** SOURCE DOCUMENT **
===

The Back To Wall Drill:
This drill will tell you if you have a overly flat swing. First and foremost, check your ball position and your distance to the ball at address, as this symptom is the most common cause of a shank. Remember guys; try to work on fixing your fundamentals first before using drills to fix your problems. I cannot stress this enough; most swing faults start with poor fundamentals.

Ok, now find a wall that you can set up too. Have your butt approximately six inches away from the wall (Don't do this drill using a nice wall or you may find yourself in the doghouse with your spouse). To take a full swing with the wall in the way your path will need to become more upright. Take slow swings to start, and work on getting to the top and back to the ball without hitting the wall. It should feel different, but all new movements do. Work on swinging slowly until you can make a full swing without making contact with the wall.

Master this drill until you can do it every time without hitting the wall...

The early backward wrist break teaches you something pros never do - How to break the wrists during the back swing!


Combine this drill with the four magic moves and you'll be surprised how solidly your ball striking becomes.

Play well.

===

** Stored data entries **
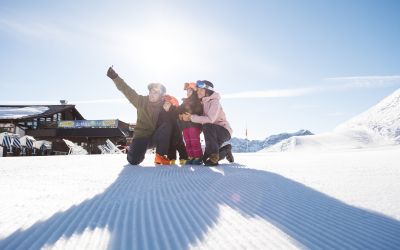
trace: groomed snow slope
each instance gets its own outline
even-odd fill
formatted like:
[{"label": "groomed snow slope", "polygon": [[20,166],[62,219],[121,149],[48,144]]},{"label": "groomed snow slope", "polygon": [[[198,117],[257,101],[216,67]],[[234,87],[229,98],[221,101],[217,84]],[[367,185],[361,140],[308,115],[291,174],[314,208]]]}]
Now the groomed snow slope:
[{"label": "groomed snow slope", "polygon": [[0,158],[0,249],[400,249],[399,155]]}]

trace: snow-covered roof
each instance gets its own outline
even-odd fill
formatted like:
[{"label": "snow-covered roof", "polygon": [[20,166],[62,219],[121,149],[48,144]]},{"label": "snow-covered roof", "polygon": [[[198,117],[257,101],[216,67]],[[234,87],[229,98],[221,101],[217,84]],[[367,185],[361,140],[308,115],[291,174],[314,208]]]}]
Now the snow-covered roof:
[{"label": "snow-covered roof", "polygon": [[49,117],[66,110],[71,110],[76,119],[84,120],[75,105],[0,105],[0,120]]}]

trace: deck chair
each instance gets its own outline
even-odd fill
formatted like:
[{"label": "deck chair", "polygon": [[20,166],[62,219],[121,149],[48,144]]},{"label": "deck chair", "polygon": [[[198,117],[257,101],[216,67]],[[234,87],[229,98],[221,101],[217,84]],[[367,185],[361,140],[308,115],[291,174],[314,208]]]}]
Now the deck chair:
[{"label": "deck chair", "polygon": [[21,146],[22,146],[22,152],[21,155],[26,155],[27,150],[33,151],[33,142],[36,141],[35,138],[29,135],[24,135],[20,139]]},{"label": "deck chair", "polygon": [[110,153],[110,150],[105,145],[98,145],[97,148],[100,149],[102,155]]},{"label": "deck chair", "polygon": [[110,150],[110,154],[122,154],[121,149],[117,148],[117,146],[115,146],[115,144],[112,143],[112,141],[110,141],[110,139],[106,140],[106,145],[107,145],[108,149]]},{"label": "deck chair", "polygon": [[63,141],[65,142],[65,144],[67,144],[69,151],[68,154],[69,155],[87,155],[88,152],[86,151],[86,149],[84,149],[81,146],[75,145],[75,143],[73,143],[70,140],[66,140],[63,139]]},{"label": "deck chair", "polygon": [[8,149],[7,155],[12,154],[12,134],[4,132],[0,134],[0,142],[1,146],[3,146],[3,150]]}]

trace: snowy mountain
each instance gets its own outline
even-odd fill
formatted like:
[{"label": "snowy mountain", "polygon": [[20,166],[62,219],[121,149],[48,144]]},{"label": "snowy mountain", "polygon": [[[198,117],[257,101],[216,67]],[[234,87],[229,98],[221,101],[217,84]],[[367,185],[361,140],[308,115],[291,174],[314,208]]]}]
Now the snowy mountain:
[{"label": "snowy mountain", "polygon": [[269,148],[293,136],[306,136],[306,135],[313,135],[313,133],[311,133],[308,130],[302,129],[295,133],[281,133],[277,135],[271,135],[267,137],[265,140],[248,140],[248,139],[233,137],[229,143],[232,144],[233,152],[238,152],[238,153],[257,152],[264,148]]},{"label": "snowy mountain", "polygon": [[400,89],[335,130],[369,130],[400,143]]},{"label": "snowy mountain", "polygon": [[400,89],[333,132],[294,136],[262,151],[343,150],[400,144]]}]

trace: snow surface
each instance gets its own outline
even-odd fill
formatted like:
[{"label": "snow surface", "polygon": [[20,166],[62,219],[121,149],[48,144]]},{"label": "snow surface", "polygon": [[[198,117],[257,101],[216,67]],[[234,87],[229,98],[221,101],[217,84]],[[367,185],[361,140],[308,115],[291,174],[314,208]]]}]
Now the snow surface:
[{"label": "snow surface", "polygon": [[336,130],[371,130],[400,143],[400,89],[371,109],[339,125]]},{"label": "snow surface", "polygon": [[248,140],[248,139],[233,137],[228,143],[232,145],[232,151],[235,153],[257,152],[264,148],[271,147],[293,136],[307,136],[307,135],[313,135],[313,133],[311,133],[308,130],[302,129],[294,133],[281,133],[277,135],[271,135],[265,138],[264,140]]},{"label": "snow surface", "polygon": [[0,158],[0,249],[400,249],[400,146]]},{"label": "snow surface", "polygon": [[400,89],[332,132],[294,136],[261,151],[331,151],[396,144],[400,144]]},{"label": "snow surface", "polygon": [[17,119],[30,115],[46,112],[49,108],[44,106],[32,107],[0,107],[0,119]]}]

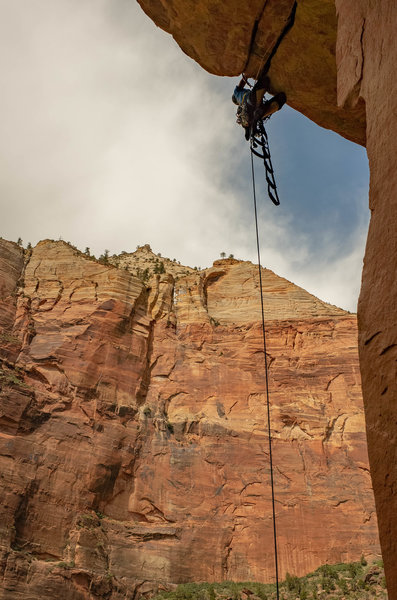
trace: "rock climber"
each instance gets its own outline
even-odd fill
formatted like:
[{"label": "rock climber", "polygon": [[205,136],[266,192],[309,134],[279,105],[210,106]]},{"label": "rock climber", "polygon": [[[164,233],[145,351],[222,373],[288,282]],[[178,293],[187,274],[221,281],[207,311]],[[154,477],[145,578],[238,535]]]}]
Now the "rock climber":
[{"label": "rock climber", "polygon": [[234,88],[232,100],[234,104],[238,105],[237,123],[244,127],[245,139],[249,140],[252,125],[280,110],[287,101],[287,97],[284,92],[279,92],[270,100],[263,102],[263,97],[270,87],[267,75],[260,76],[251,90],[245,87],[246,84],[247,78],[243,73],[239,84]]}]

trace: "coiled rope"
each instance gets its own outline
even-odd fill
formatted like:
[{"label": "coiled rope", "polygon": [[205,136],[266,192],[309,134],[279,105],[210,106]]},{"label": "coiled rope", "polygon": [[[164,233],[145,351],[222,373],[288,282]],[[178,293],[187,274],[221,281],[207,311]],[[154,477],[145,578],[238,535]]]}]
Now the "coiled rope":
[{"label": "coiled rope", "polygon": [[252,151],[250,151],[250,155],[251,155],[252,190],[253,190],[254,213],[255,213],[256,248],[257,248],[257,254],[258,254],[259,287],[260,287],[260,293],[261,293],[263,352],[264,352],[264,356],[265,356],[267,429],[268,429],[268,439],[269,439],[270,482],[271,482],[271,488],[272,488],[272,515],[273,515],[274,562],[275,562],[275,575],[276,575],[276,596],[277,596],[277,600],[279,600],[280,592],[279,592],[279,585],[278,585],[276,507],[275,507],[275,496],[274,496],[272,436],[271,436],[271,428],[270,428],[269,369],[268,369],[267,353],[266,353],[266,328],[265,328],[265,312],[264,312],[264,304],[263,304],[262,265],[261,265],[261,252],[260,252],[260,244],[259,244],[258,210],[257,210],[256,189],[255,189],[256,186],[255,186],[254,156],[253,156]]}]

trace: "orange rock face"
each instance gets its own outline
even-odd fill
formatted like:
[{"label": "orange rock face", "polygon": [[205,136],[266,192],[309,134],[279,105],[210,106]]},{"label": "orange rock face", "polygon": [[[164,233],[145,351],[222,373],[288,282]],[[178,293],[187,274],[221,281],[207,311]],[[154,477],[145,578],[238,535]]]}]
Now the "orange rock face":
[{"label": "orange rock face", "polygon": [[[257,268],[0,244],[0,598],[271,581]],[[303,574],[379,552],[356,318],[263,279],[280,570]]]},{"label": "orange rock face", "polygon": [[[186,54],[216,75],[257,78],[271,60],[271,91],[327,129],[365,144],[365,107],[337,102],[334,0],[138,0]],[[293,26],[284,35],[286,25]],[[232,85],[232,84],[231,84]]]}]

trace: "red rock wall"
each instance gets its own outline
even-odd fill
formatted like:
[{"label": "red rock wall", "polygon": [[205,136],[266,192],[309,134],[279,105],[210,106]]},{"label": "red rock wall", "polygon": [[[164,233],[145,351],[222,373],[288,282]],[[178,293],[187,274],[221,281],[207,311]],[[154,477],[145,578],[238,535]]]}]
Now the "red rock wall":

===

** WORK ORDER 1 **
In the golf drill text, how far from the wall should your butt be during the Back To Wall Drill?
** WORK ORDER 2 **
Carry the golf drill text on past its final line, "Play well."

** RESULT 1 **
Approximately six inches.

** RESULT 2 **
John Lynch
post #68 of 74

Re: "Four Magic Moves" by Joe Dante

Just got the book from Amazon and have been reading the first 6 chapters. I already have Hogans book, but like the way Dante approaches things, especially with regard to what to stay away from, the wrist break and its importance. Also how you start the swing with the lateral left movement of the hip, I instinctively did this and my pro was always telling me to stop, I guess I will pick up this "bad" habit again
post #69 of 74

Re: "Four Magic Moves" by Joe Dante

Hi
Thought I would add my 2 cents worth to the topic Have read book and think it is the best book I have read on golf and most helpful, if you think of the multi million dollar industry that has been spawned from Ben Hogans book everybody has there idea as to the secret but in any golf instruction book it should be perfectly clear what to do and how to do it, plus if you observe Hogans swing in slow mo his first move is not spinning the hips but bumping the front hip forward Ala Dante method.
Quite simply put Joe Dante's book has no secret ,to find out, just advice clearly written and explained so I think all will understand though being a Engineer I believe doe,s help me understand certain elements like COAM.
Having read the book and practiced technique for 2 weeks went out on a cold day in UK and wet [very] and shot a 71 par is 70 swing felt so solid average drive 260yds carry 80% fairways hit, 70% GIR so you can see that chipping also was good , showed only wrist break to my father in next round of golf and he gained 30 yds off tee and he is 78 yrs old plus I shot a 74 .
For myself personally I am not reading anymore golf mags or books as all you need is Joe Dante's book and to work on Flexibility this i believe is needed for Dante's technique as you coil correctly as apposed to collapsing the arms as most people do due to poor technique and flexibility.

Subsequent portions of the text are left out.